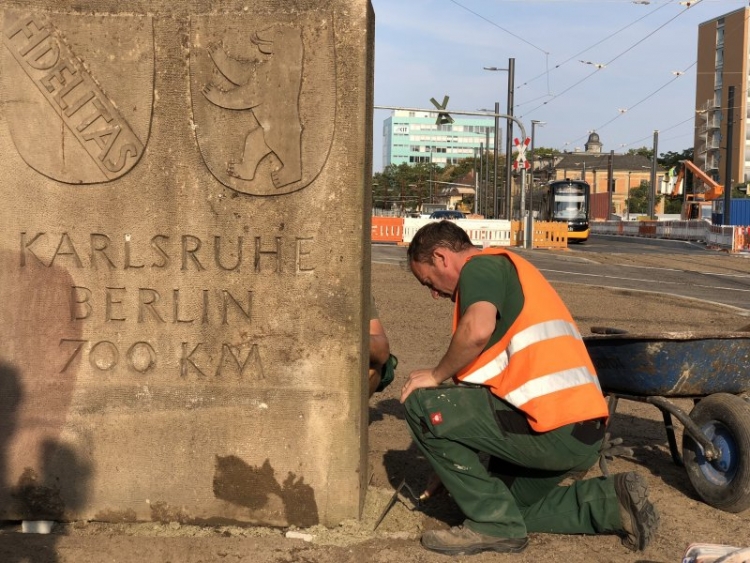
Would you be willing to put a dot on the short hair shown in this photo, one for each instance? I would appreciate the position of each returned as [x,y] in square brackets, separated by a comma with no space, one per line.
[440,234]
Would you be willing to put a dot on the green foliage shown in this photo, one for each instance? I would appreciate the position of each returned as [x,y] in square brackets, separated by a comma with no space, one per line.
[638,202]
[670,159]
[643,151]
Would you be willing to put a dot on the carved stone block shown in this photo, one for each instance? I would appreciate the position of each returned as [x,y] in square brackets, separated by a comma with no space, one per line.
[184,260]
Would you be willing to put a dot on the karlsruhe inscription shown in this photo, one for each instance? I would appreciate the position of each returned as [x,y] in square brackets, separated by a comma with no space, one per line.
[184,272]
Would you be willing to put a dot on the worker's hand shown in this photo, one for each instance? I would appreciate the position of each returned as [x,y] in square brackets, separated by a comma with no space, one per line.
[419,379]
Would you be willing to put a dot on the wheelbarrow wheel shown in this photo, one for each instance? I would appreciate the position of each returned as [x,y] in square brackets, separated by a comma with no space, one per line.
[725,482]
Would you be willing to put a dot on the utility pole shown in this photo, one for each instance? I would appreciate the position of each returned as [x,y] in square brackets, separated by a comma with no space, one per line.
[511,70]
[728,174]
[610,182]
[509,139]
[497,148]
[652,189]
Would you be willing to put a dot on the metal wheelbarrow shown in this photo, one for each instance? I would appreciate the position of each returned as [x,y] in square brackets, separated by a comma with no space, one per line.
[711,369]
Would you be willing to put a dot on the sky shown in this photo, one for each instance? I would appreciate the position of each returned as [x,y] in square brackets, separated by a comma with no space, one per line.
[622,68]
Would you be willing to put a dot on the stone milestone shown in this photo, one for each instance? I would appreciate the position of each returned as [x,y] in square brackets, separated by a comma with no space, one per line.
[184,260]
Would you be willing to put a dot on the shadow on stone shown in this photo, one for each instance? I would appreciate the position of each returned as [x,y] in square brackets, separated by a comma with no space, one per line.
[239,483]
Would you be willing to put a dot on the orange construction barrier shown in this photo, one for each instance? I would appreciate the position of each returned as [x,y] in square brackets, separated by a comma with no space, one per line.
[387,229]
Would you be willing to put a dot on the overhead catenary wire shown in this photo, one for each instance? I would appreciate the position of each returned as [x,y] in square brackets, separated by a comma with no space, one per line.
[633,46]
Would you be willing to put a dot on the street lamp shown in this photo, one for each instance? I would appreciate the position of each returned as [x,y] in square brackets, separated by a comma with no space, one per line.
[511,70]
[530,219]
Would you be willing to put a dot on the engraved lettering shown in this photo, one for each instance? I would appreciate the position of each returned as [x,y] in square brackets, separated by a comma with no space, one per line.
[302,253]
[227,298]
[186,361]
[251,359]
[141,357]
[26,247]
[204,319]
[109,302]
[104,355]
[71,250]
[80,298]
[176,308]
[99,244]
[259,251]
[217,254]
[45,56]
[147,299]
[160,251]
[191,245]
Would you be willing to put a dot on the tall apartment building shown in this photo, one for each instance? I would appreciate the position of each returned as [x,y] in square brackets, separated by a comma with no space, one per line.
[412,137]
[723,62]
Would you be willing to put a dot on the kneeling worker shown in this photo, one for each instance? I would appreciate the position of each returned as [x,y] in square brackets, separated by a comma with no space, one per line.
[526,393]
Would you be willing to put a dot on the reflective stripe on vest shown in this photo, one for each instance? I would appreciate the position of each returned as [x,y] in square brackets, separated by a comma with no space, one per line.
[551,383]
[525,338]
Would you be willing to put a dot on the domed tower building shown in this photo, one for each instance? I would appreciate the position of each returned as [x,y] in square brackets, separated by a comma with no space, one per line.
[592,165]
[594,145]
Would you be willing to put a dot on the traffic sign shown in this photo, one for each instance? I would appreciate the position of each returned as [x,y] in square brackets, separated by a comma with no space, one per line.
[521,156]
[443,116]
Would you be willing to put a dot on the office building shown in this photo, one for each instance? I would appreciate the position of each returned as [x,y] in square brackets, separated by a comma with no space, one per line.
[723,63]
[412,137]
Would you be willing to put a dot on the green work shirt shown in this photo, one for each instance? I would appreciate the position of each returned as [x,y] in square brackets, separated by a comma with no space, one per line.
[493,279]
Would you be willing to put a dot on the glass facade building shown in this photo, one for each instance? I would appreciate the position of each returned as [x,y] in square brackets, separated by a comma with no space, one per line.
[412,137]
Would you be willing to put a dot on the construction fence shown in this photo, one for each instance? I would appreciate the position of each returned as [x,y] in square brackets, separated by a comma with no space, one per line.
[723,237]
[482,232]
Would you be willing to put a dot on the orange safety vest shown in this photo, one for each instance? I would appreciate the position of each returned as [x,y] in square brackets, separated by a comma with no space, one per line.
[541,365]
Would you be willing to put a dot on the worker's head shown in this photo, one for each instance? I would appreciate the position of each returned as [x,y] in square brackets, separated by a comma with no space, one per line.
[436,256]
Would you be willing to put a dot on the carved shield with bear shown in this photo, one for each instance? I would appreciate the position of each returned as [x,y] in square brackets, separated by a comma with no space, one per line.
[264,97]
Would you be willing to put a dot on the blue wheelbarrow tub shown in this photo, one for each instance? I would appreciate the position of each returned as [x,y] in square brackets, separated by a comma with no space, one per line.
[671,364]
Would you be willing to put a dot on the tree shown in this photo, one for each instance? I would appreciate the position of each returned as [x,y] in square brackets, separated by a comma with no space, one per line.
[643,151]
[639,198]
[671,159]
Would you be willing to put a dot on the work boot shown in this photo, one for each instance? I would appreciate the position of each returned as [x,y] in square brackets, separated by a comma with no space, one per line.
[640,520]
[460,540]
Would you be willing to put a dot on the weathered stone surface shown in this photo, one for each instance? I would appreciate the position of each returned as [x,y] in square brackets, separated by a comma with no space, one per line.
[183,267]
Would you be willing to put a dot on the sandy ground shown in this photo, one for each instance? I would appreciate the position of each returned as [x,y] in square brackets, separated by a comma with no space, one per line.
[419,329]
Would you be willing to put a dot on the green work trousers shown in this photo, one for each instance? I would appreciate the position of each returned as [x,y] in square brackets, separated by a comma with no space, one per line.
[452,424]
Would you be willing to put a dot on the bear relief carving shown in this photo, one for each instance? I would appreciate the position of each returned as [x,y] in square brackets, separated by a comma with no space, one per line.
[267,85]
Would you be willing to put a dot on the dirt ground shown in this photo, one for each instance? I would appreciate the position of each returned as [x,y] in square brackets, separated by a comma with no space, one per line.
[419,329]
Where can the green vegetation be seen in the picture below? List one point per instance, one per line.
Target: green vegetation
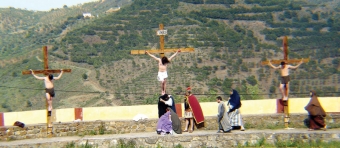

· · · ·

_Instructions for the task:_ Render the stretch from the line containing "Would you be willing to put a dot on the weathered" through the end of the material as a JSON list of strings, one per line, omitting blank lines and leaving out the pictures.

_Exercise answer:_
[
  "Would you be willing to put a dot on the weathered stone surface shown in this photo, one for each instance? I would appreciate the position of each returned as [x,y] in square brackets, separated by a comma with no space, one per line.",
  "[183,267]",
  "Would you be willing to put a dot on the sandy ground shown in this photo, one for each instance? I would appreciate the position of each returned as [x,y] in square brackets, separated by a comma with no space, one per line.",
  "[419,329]",
  "Would you be willing to put a dot on the green work trousers shown in this photo, one for each instance? I would appreciate the position of each returned as [x,y] in square brackets, separated by a comma with no space, one per line.",
  "[452,424]",
  "Would you be willing to put a dot on the bear relief carving shown in this photo, one for each instance? I would appreciate the position of each returned as [x,y] in square brackets, separated by a comma with no space, one per line.",
  "[267,85]",
  "Would you be willing to put a dot on the dirt ground shown in this photo, one for each instance? I would appreciate the position of each returned as [x,y] in square brackets, separated by a comma with no space, one per line.",
  "[419,329]",
  "Where can the green vegetation be seen in the picture below? List one point per instance, one per line.",
  "Target: green vegetation"
]